→ VOTRE TRAVAIL
a. D'après l'extrait sur l'enseignement de la bande dessinée, quels enseignants étaient chargés de ces cours à l'école Emile Cohl de Lyon ?
b. Poursuivez l'extrait sur l'enseignement de la bande dessinée à partir de sa dernière phrase.

→ EXTRAIT FOURNI
══════════════════════════════
Je me suis entretenu avec les enseignants qui étaient en charge de ces cours en 2011-2012 aux Arts Décoratifs de Strasbourg (Joseph Béhé et Finzo) et à l’école Emile Cohl de Lyon (les frères Olivier et Jérôme Jouvray). Pour comprendre quels objectifs pédagogiques ils poursuivaient, j’ai cherché à identifier les représentations de la bande dessinée dont ils étaient porteurs et les ai confrontées aux témoignages des étudiants, recueillis par le biais de questionnaires électroniques et d’entretiens.
══════════════════════════════
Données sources
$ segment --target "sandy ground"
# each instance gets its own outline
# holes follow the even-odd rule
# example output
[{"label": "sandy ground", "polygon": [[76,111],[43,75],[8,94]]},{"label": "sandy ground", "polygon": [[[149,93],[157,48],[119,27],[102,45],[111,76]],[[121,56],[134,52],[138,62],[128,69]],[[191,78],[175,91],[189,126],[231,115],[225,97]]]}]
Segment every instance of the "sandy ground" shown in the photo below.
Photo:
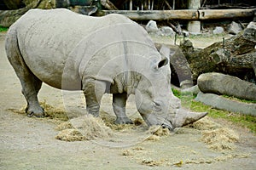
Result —
[{"label": "sandy ground", "polygon": [[[151,135],[143,129],[131,133],[116,131],[113,133],[122,139],[111,140],[112,144],[104,139],[55,139],[59,133],[55,122],[13,111],[24,107],[26,100],[6,58],[4,36],[0,34],[0,169],[255,169],[256,137],[224,120],[218,120],[218,126],[233,129],[239,135],[234,150],[209,149],[201,140],[204,130],[208,129],[195,128],[180,128],[176,133],[153,140],[145,139]],[[61,90],[44,84],[39,100],[63,107],[62,96]],[[104,97],[102,109],[109,116],[113,115],[110,99],[109,95]],[[77,109],[83,110],[82,104],[78,102]],[[135,115],[132,102],[128,111]],[[213,125],[217,121],[207,120]]]}]

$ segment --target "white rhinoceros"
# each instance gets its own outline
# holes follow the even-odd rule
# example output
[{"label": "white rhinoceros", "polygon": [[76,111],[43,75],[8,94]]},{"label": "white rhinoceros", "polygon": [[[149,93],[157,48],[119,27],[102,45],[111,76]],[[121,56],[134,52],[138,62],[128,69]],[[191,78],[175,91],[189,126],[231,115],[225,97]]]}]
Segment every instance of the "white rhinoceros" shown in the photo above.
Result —
[{"label": "white rhinoceros", "polygon": [[148,126],[173,129],[207,113],[179,108],[164,55],[169,55],[168,50],[161,51],[143,27],[123,15],[89,17],[67,9],[29,10],[11,26],[6,39],[7,56],[20,81],[28,116],[44,116],[37,97],[44,82],[60,89],[83,90],[87,111],[96,116],[102,95],[113,94],[116,123],[131,123],[125,103],[134,94]]}]

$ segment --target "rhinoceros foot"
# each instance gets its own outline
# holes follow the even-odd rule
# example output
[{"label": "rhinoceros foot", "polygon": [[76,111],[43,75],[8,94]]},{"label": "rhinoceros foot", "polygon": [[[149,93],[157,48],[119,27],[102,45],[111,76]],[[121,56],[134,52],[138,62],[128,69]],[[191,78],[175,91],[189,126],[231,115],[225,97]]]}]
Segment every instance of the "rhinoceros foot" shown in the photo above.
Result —
[{"label": "rhinoceros foot", "polygon": [[32,107],[26,107],[25,110],[26,116],[28,117],[32,117],[32,116],[36,116],[36,117],[44,117],[45,114],[44,114],[44,110],[41,107],[35,107],[35,108],[32,108]]},{"label": "rhinoceros foot", "polygon": [[133,124],[133,122],[128,117],[117,117],[114,124]]},{"label": "rhinoceros foot", "polygon": [[183,108],[180,108],[177,110],[177,113],[176,114],[172,124],[174,128],[183,127],[200,120],[207,114],[207,112],[192,112]]}]

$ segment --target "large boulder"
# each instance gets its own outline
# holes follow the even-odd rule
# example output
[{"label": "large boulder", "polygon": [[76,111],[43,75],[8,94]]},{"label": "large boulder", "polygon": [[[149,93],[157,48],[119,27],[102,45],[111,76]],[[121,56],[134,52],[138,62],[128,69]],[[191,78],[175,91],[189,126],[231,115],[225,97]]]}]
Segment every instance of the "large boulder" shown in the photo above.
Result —
[{"label": "large boulder", "polygon": [[256,116],[256,104],[240,102],[217,94],[203,93],[199,93],[195,99],[215,109]]},{"label": "large boulder", "polygon": [[157,32],[158,27],[154,20],[149,20],[146,26],[146,30],[148,33]]},{"label": "large boulder", "polygon": [[222,26],[216,26],[215,29],[213,30],[212,33],[213,34],[221,34],[224,32],[224,28]]},{"label": "large boulder", "polygon": [[226,94],[240,99],[256,100],[256,84],[236,76],[217,72],[200,75],[197,84],[203,93]]}]

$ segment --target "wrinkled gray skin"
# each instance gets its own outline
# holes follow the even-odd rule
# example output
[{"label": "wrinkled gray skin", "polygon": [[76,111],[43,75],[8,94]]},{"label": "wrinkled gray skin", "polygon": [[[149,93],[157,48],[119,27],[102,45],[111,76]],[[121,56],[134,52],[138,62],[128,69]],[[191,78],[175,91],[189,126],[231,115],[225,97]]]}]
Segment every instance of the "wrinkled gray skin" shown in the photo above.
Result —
══════════════════════════════
→ RÉPONSES ATTENDUES
a. Les frères Olivier et Jérôme Jouvray.

b.
La bande dessinée traditionnelle comme référence

À Strasbourg comme à Lyon, les cours de bande dessinée numérique sont confiés à des auteurs de bande dessinée professionnels édités dans le circuit traditionnel. Il s’agit d’inscrire la bande dessinée numérique dans une filiation avec sa grande sœur de papier. Les intervenants ne tiennent pas de blog BD ni ne publient de webcomic. Les frères Jouvray ont toutefois marqué l’histoire de la bande dessinée numérique française (Baudry, 2012) avec la bande dessinée interactive Supershoes (2002), le site collectif 8comix (2011) et le projet La Revue Dessinée (à paraître en 2013). En l’absence d’une industrie culturelle instituée et reconnue en matière de bande dessinée numérique, les enseignants tirent leur légitimité de la conjonction de leur activité traditionnelle avec une curiosité et une volonté de s’interroger sur l’avenir de la bande dessinée via les écrans numériques.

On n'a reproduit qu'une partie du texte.